Tasks to complete:
• A. In the McDowell series program below, rewrite the paragraph beginning "A rarely seen film from the great Joseph Losey" as a short list that keeps its main facts.
• B. Summarize the McDowell series program below in two sentences.
• C. Pick up the McDowell series program below after its last sentence and continue it.

Passage for review:
Malcolm McDowell: Insolent Angel


From May 22 to May 30, 2002

photo: if....



about the series | film descriptions and times

The Walter Reade Theater salutes an exceptional British actor, whose acting career has spanned four decades: Malcolm McDowell. Vastly talented, with a seductive voice, mercurial personality and bold physicality, McDowell commands the screen as hero or villain. So full of ferocious energy that he often seems on the verge of bursting into song and dance like a Yorkshire Jimmy Cagney, he can be equally dynamic when he subsides into reflection, even serenity. In TIME AFTER TIME he plays an unlikely romantic lead as H.G. Wells who is wooed by an American bank employee (charming Mary Steenburgen) through the medium of a time machine. In the powerful and previously unseen Soviet-made ASSASSIN OF THE TSAR, which Vincent Canby of The New York Times called "a remarkable... meditation on regicide" he embodies a dual role brilliantly and looks entirely like a Russian out of a Dostoevsky novel. In GET CRAZY he plays an egregiously narcissistic rocker named Reggie Wanker in a performance that demonstrates his gift for broad comic effect. Going into Lindsay Anderson's IF... McDowell was a 24-year-old unknown playing a 16-year-old rebel. He makes his entrance memorably in a black cape that covers most of his face, a canny self-dramatizer. The character of Mick Travis — brash, insolent, but innocent — recurred in Anderson's second film, O LUCKY MAN. Here, Mick embarks on a series of comic and horrific misadventures that form the core of a picaresque journey punctuated by an inspired musical score by Alan Price. In between, the Malcolm-persona is crystallized in Stanley Kubrick's A CLOCKWORK ORANGE. As the Beethoven-worshipping droog Alex, he is mesmerizing, his enormous blue eyes staring insolently at us from beneath heavy lashes. No less riveting today in the soon to be released GANGSTER NO. 1, he brings out the bitterness and braggadocio of a former London crime lord engaged in a cat-and-mouse game with his past. To get the full measure of McDowell's appeal, don't miss Harold Pinter's mordant domestic masterpiece, THE COLLECTION, starring Laurence Olivier, Alan Bates, Helen Mirren and McDowell. This 60-minute Granada TV production, directed by Michael Apted, will be preceded by a 20-minute video of McDowell career clips featuring films not shown in this series. Malcolm McDowell will appear in person at a number of public screenings. – Joanna Ney

Thanks to Mike Kaplan of Lagoon Pictures for the film excerpts and to Michael Apted and Granada Films for THE COLLECTION.

Malcolm McDowell: Insolent Angel was organized by Joanna Ney.


FIGURES IN A LANDSCAPE
Joseph Losey, UK, 1970, 110m
A rarely seen film from the great Joseph Losey. McDowell and Robert Shaw (who wrote the adaptation of Barry England's novel) are Ansell and MacConnachie, two men on the run across an unidentified desert landscape, being chased by a black helicopter. Every time they slow down to take a rest, they tell each other little stories about their lives and their loved ones. But that relentless helicopter just keeps on coming. This small-scale allegory is beautifully shot by the great Henri Alekan (Beauty and the Beast, Wings of Desire), with Cronenberg regular Peter Suschitzky as his assistant.

Given material:

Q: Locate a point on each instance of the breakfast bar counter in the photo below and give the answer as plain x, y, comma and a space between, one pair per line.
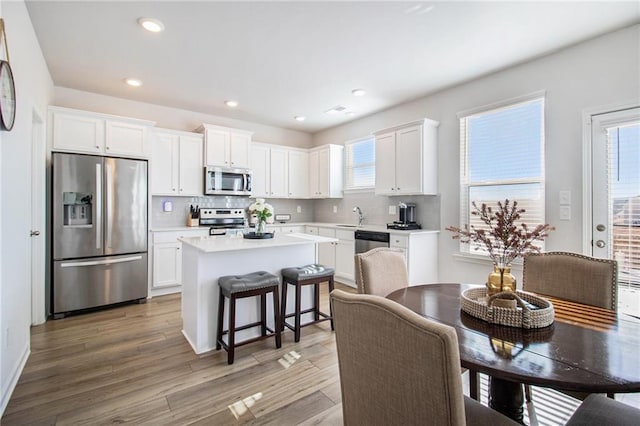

Results:
• A.
- A rarely seen film by Joseph Losey.
- McDowell and Robert Shaw play Ansell and MacConnachie, two men fleeing across an unidentified desert, pursued by a black helicopter.
- Shaw wrote the adaptation of Barry England's novel.
- Whenever they rest, they tell each other stories about their lives and loved ones, but the helicopter keeps coming.
- The small-scale allegory was shot by Henri Alekan, assisted by Peter Suschitzky.

• B. From May 22 to May 30, 2002, the Walter Reade Theater presents a series honoring British actor Malcolm McDowell, whose career spans four decades and whose roles include Mick Travis in Lindsay Anderson's IF.... and O LUCKY MAN and Alex in Stanley Kubrick's A CLOCKWORK ORANGE. The series, organized by Joanna Ney, also includes Harold Pinter's THE COLLECTION and Joseph Losey's FIGURES IN A LANDSCAPE, and McDowell will appear in person at a number of screenings.

• C.
Wed May 22: 2; Mon May 27: 3:30

TIME AFTER TIME
Nicolas Meyer, U.S., 1979, 112m
Nicolas Meyer, the author of The Seven Percent Solution, made his directorial debut with this sweet, funny 1979 film. McDowell gives one of his most charming performances as H.G. Wells, who ventures into the future in the time machine of his own imagination in pursuit of the man he realizes is Jack the Ripper (a perfectly cast David Warner). McDowell makes Wells into a shy, courtly man, and his incredulous, bemused reactions to life in 1970s San Francisco are worth the price of admission on their own. But TIME AFTER TIME has another dimension that puts it in the company of films like To Have and Have Not and Woman of the Year: you can actually feel McDowell and his leading lady, the radiant Mary Steenburgen, falling in love as the film progresses. They were married soon after.
Wed May 22: 4; Mon May 27: 5:30

IF...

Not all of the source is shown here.